PASSAGE GIVEN:

<<<<

Derek: I think the same way you create a culture for anything you want, is you just have to model the hell out of it. I think you have to insist on it. You have to constantly be in a mode for modeling that behavior, potentially even asking for help when you don’t necessarily need it.
I think you also have to model that it’s OK to say “No,” so that you don’t create a culture where people feel obligated to help when they’ve got other priorities or other things, and that people don’t get offended when they’re told “No,” that they get a healthy dosage of what it’s like to ask for help and get it, but also ask for help and maybe not get it, or have it delayed, and that that’s OK, too.
It doesn’t mean that if I ask you for help and you say “No,” that it doesn’t mean you’ll never help me again.
Jade: Or you hate me. [laughs]
Derek: Or that you hate me, or there’s something personal, but that it just might be you’re really busy trying to do something else.
Roy: Or have no knowledge to help you.
Derek: Or I don’t have the ability to help. I think it’s just modeling that a lot. I think you have to model it a lot. I think it happens pretty quickly when you get results.
I think when you ask for help and you get help, it feels like you’re cheating. It’s almost like, “Damn, I’ve got the stables easy, but [indecipherable 09:19] smacking this sucker over and over again, and it’s getting easier and easier the more I do it.” I think that it becomes a pretty Pavlov response of, “I really like this thing, so I’m going to do it a little more often.”
Jade: You’re saying, if you are feeling like nobody around you is asking for help, that’s probably a good indication that you need to ask for help.
Derek: Yeah. I would say, if nobody is asking you for help, that probably means that you don’t ask anybody for help.
Roy: I’m pretty sure, though, that the quantity that I think we have a mutual understanding of, is not what most people are thinking of what we’re talking about. I’m thinking about asking for help multiple times an hour, maybe a dozen, two dozen times an hour. That’s once every few minutes. That’s not once a day or twice a day. It’s a lot.
Derek: How could you possibly need help that often?
Roy: I do a lot of complicated stuff.
[laughter]
Roy: I’m a very dumb person, so I do a lot of…
[laughter]
Derek: Can you give me some examples of how you’re asking…
Jade: Actually, you’re a very smart person, if you’re asking for help a lot.
Derek: Can you give me some examples of how you asked for help today?
Roy: [indecipherable 10:20] multiple times, where Jade and I were pairing, and I didn’t understand something, so I asked him to explain things that were going on, I asked you guys all for help in reminding me of something that I knew I had forgotten, and I was hoping you guys would know.

>>>>

STORED RECORDS:
<<<<

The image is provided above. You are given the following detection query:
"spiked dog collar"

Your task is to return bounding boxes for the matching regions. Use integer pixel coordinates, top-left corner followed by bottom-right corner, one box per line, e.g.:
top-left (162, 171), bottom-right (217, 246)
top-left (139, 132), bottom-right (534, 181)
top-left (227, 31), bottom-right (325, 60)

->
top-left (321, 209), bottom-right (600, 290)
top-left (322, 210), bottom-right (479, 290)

>>>>

GIVEN REQUEST 1:
From the transcript about asking for help, copy the passage from "Roy: [indecipherable 10:20]" up to and including "guys would know.".
GIVEN REQUEST 2:
In the transcript about asking for help, what does Derek say it probably means if nobody is asking you for help?

WRITTEN REPLY 1:
Roy: [indecipherable 10:20] multiple times, where Jade and I were pairing, and I didn’t understand something, so I asked him to explain things that were going on, I asked you guys all for help in reminding me of something that I knew I had forgotten, and I was hoping you guys would know.

WRITTEN REPLY 2:
It probably means that you don't ask anybody for help.